**YOUR TASK**
Exact reproduction is required for the lines below starting at the line with "the black collar" and ending at the line with "Target: striped storage basket", both included. No other lines, and no pictures.

─── RECORD SET

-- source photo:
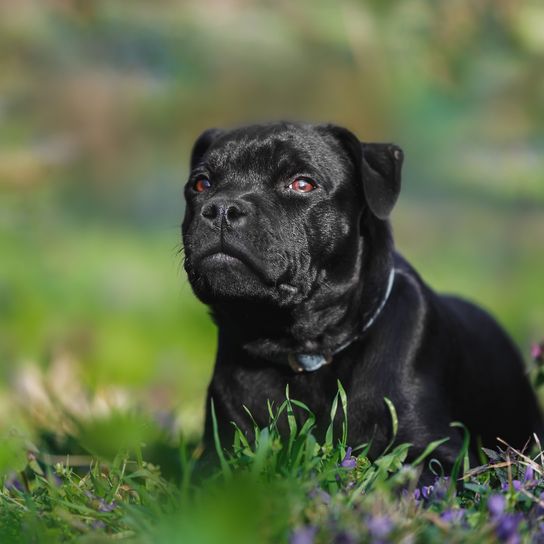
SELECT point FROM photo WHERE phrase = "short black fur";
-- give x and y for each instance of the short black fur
(286, 273)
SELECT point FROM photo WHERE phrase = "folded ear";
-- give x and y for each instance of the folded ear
(381, 173)
(203, 143)
(378, 165)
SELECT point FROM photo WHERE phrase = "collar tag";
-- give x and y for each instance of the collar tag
(304, 362)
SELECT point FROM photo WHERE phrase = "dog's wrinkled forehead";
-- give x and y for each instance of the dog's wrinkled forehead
(279, 150)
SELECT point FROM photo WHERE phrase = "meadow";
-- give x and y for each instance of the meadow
(105, 354)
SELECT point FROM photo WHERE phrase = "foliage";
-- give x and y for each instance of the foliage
(271, 489)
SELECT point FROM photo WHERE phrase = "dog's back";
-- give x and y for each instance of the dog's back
(492, 394)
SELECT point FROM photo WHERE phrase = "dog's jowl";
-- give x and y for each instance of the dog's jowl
(287, 239)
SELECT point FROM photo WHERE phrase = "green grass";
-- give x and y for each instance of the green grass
(105, 355)
(270, 490)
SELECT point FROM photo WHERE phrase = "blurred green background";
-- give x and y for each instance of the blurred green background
(100, 102)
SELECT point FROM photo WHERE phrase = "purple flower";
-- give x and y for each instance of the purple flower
(319, 494)
(529, 474)
(537, 352)
(104, 506)
(496, 505)
(427, 491)
(349, 461)
(516, 486)
(379, 527)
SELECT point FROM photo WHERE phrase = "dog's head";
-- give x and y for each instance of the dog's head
(274, 210)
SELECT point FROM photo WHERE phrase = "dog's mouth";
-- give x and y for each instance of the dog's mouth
(232, 255)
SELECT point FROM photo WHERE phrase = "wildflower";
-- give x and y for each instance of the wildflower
(379, 528)
(303, 535)
(440, 488)
(506, 528)
(426, 491)
(537, 352)
(516, 486)
(349, 461)
(104, 506)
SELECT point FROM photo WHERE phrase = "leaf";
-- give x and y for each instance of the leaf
(223, 462)
(394, 423)
(428, 450)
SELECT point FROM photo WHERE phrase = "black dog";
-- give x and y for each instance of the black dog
(287, 240)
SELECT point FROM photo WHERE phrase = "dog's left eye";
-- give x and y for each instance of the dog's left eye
(302, 185)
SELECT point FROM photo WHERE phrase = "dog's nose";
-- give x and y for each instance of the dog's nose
(230, 212)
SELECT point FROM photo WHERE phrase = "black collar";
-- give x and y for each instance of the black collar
(306, 362)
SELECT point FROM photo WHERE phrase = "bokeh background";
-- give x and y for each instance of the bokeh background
(100, 102)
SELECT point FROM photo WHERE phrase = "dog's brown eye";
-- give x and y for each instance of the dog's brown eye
(202, 184)
(302, 185)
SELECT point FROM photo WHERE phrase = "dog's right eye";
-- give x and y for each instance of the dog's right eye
(201, 185)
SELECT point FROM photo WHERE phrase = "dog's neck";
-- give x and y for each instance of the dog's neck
(328, 320)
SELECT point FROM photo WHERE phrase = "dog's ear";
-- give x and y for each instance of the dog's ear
(203, 143)
(381, 173)
(379, 166)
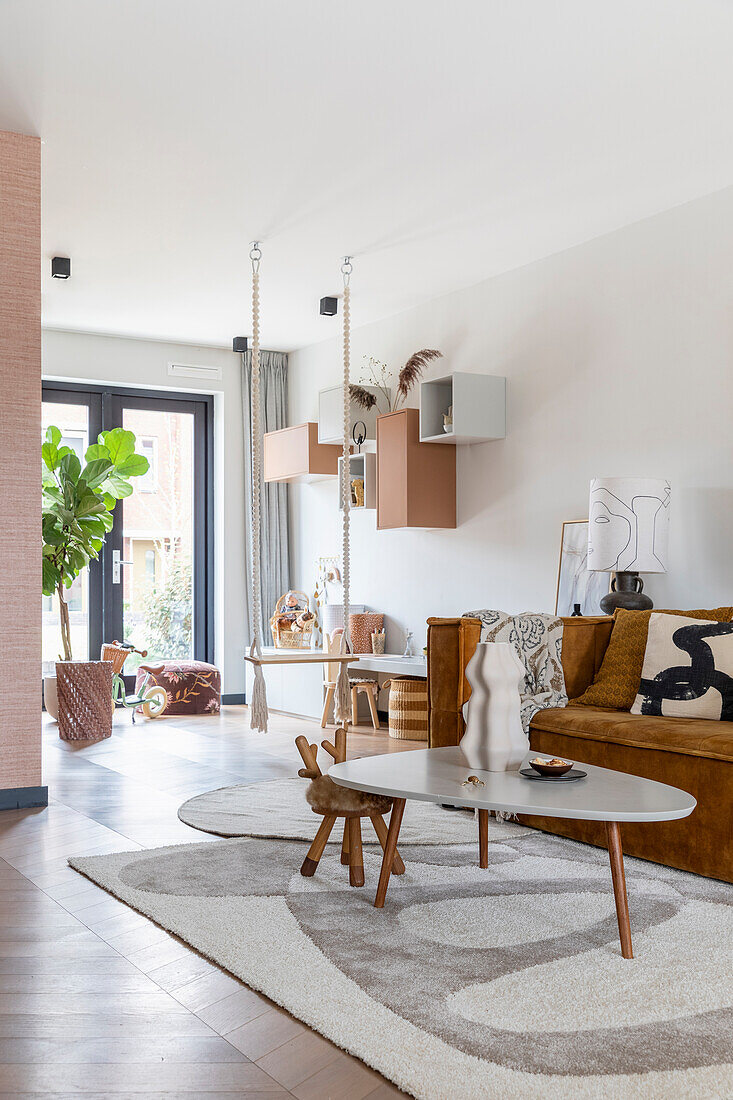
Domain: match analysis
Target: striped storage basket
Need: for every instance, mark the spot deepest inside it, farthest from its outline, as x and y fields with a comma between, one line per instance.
x=360, y=630
x=408, y=710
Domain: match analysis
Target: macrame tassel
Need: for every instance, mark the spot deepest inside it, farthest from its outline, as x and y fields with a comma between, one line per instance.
x=259, y=704
x=342, y=700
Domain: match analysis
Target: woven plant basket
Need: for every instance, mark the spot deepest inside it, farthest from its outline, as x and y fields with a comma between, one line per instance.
x=85, y=694
x=360, y=630
x=408, y=710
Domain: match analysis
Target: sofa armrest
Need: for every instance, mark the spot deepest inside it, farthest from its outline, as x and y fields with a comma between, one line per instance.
x=451, y=644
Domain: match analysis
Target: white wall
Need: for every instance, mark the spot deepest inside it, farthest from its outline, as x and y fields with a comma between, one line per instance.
x=76, y=356
x=619, y=359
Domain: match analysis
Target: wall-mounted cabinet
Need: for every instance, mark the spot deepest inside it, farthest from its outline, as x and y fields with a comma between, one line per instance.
x=362, y=475
x=330, y=415
x=415, y=481
x=295, y=454
x=462, y=408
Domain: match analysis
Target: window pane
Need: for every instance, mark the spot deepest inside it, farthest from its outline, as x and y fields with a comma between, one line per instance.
x=157, y=538
x=73, y=421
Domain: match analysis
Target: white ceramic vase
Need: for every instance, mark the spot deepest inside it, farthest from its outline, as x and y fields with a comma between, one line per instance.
x=494, y=739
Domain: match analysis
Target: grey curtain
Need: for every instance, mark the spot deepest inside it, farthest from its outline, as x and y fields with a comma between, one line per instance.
x=274, y=553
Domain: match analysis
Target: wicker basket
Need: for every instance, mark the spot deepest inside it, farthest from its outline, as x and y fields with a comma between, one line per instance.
x=85, y=696
x=360, y=630
x=408, y=710
x=286, y=638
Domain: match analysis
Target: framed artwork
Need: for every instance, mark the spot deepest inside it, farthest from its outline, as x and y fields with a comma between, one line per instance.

──────

**YOUR RESPONSE**
-- give x and y for each instance of the black collar
(306, 362)
SELECT point FROM photo WHERE phrase = "bokeh background";
-- give x and y for each instance of the bokeh background
(100, 102)
SELECT point FROM photo WHERE phrase = "dog's brown eye";
-- give x and y for each instance of the dog's brown eye
(202, 184)
(302, 185)
SELECT point FROM photo WHERE phrase = "dog's right eye";
-- give x and y for each instance of the dog's right eye
(201, 185)
SELECT point FROM photo WHERE phrase = "dog's neck";
-- give x and y for each instance of the dog's neck
(328, 320)
SELECT point FROM photo WHERE phrase = "dog's ear";
-- give x and y for each instance of the dog's ear
(203, 143)
(381, 173)
(379, 166)
Domain: match analysis
Target: striped storage basket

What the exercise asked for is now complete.